§ **Written problem**:
Print every entry exactly as written.

### Input records ###

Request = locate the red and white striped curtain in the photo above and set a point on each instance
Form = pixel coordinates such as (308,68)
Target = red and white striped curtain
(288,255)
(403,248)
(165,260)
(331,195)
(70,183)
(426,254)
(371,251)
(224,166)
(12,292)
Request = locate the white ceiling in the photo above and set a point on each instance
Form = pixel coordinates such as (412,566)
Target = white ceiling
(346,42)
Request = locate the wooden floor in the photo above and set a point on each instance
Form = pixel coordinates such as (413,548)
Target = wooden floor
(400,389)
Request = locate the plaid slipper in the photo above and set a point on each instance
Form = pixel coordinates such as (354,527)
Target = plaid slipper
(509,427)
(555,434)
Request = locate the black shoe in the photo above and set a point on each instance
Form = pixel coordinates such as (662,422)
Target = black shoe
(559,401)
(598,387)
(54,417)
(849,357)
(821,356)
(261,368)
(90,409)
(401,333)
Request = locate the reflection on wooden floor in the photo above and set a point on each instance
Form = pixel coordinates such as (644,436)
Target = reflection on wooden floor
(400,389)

###

§ **Response to this task**:
Request = locate the red and white striped curtain in the photo above and set a point on each instance
Form = pixel coordinates such as (308,68)
Target = red and white striped curtain
(288,255)
(403,248)
(165,260)
(331,195)
(70,183)
(426,254)
(371,251)
(224,166)
(12,292)
Request = locate the white ceiling in the photo above and set a point on each instance
Form = pixel coordinates such as (412,566)
Target = white ceiling
(346,42)
Request = locate the wooden floor in the photo above and set a point on each instance
Form = pixel coordinates such as (413,548)
Target = wooden floor
(400,389)
Request = locate the plaid slipper in the photo above and set a point on each instance
Form = pixel coordinates such as (354,527)
Target = plaid slipper
(509,427)
(555,434)
Request = locate the black shoe in the photo above and set a point on each instance
Form = pixel coordinates such as (662,422)
Target = black shoe
(559,401)
(598,387)
(54,417)
(849,357)
(821,356)
(261,368)
(90,409)
(401,333)
Request = locate the reflection on wooden floor in the photo above and set a point on each instance
Form = pixel coordinates such as (644,436)
Target = reflection on wooden floor
(400,389)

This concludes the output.